● **Data section**:
:::::

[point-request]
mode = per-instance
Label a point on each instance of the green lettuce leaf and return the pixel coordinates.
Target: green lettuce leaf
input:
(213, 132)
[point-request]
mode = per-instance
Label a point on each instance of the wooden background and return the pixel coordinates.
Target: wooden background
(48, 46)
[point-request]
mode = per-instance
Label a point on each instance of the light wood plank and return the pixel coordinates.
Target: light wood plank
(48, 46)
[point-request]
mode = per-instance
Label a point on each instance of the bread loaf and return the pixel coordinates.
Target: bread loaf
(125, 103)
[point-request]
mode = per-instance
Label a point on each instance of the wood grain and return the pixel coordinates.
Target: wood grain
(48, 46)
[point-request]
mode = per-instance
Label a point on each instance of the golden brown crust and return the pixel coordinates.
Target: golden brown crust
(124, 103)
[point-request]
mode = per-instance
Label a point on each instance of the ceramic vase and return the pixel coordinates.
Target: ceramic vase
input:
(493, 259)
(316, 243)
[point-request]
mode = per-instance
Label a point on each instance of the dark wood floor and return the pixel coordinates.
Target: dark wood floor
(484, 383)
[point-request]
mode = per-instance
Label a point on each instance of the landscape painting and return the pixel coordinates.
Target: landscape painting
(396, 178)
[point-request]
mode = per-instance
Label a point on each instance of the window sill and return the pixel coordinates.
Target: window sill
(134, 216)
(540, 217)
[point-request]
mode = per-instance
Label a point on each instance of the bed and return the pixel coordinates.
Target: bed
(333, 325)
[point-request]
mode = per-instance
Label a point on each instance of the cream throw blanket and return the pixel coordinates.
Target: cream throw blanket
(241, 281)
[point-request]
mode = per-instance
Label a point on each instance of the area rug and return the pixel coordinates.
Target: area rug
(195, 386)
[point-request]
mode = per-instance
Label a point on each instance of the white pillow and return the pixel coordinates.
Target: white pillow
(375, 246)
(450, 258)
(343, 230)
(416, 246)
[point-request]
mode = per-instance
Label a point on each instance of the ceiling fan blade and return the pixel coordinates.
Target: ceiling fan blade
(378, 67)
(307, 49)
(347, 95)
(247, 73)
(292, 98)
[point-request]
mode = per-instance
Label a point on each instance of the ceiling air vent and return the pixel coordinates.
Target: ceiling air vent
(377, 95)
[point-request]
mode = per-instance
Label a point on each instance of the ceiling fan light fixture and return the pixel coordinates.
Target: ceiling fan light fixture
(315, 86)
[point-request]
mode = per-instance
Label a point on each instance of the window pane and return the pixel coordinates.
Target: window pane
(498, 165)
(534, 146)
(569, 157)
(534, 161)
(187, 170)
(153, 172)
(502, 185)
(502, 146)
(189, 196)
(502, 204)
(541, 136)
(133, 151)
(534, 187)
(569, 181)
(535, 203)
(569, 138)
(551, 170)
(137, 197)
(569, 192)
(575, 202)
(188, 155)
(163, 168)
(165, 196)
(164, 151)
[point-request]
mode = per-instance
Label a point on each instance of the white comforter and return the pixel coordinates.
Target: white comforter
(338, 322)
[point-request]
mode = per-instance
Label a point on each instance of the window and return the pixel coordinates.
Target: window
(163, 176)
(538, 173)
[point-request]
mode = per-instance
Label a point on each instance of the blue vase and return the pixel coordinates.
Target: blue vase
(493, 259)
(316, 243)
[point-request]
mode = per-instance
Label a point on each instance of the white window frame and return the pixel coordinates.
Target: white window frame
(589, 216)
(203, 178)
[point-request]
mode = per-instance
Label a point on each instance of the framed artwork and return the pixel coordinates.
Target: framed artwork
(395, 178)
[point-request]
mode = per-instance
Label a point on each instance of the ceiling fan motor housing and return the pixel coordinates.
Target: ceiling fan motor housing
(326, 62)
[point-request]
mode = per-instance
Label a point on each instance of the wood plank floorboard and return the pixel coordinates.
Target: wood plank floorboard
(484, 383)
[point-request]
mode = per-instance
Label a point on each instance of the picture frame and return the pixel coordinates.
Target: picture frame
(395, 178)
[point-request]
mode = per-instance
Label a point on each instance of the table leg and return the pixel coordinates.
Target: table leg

:::::

● **Problem to solve**: Which lines in the listing have the string "ceramic"? Pick them out and copy them.

● **Response**:
Label a point on each instance of the ceramic vase and return the pixel coordinates.
Target: ceramic vase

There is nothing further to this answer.